------ DATASET ------

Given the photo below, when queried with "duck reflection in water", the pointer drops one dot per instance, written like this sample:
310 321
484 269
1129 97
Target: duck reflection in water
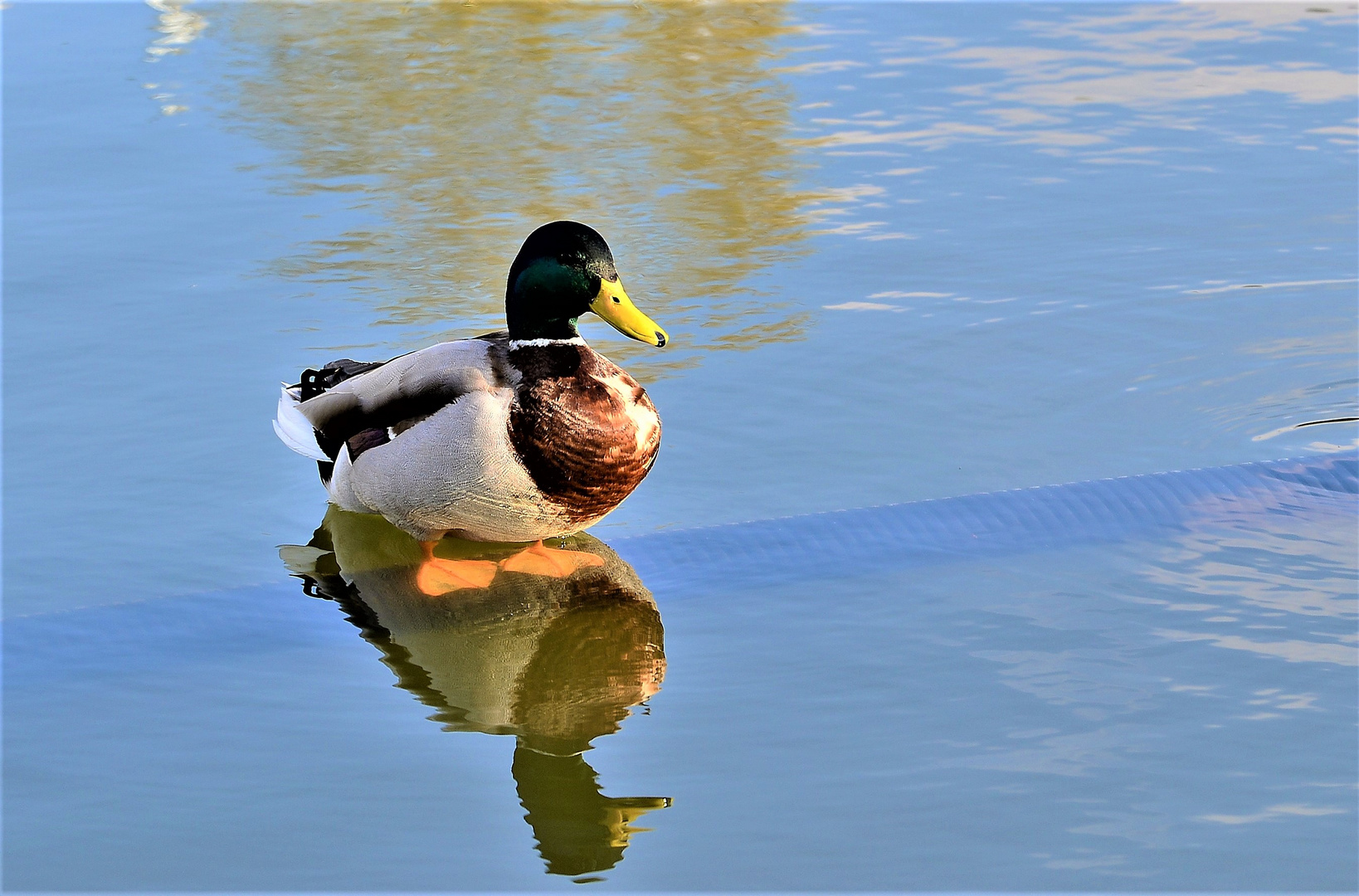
556 661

------

→ **THE EXERCISE**
Rewrite these lines with "reflection" changed to "mirror image" wherever it occurs, keeping everything else as it is. Leave the pictures out of your answer.

→ **ANSWER FOR THIS EXERCISE**
Given the photo below, when queried with "duck mirror image in water", the pointer drops one dot per instance, written like this sample:
310 321
484 269
1129 97
Target: duck mirror image in water
556 661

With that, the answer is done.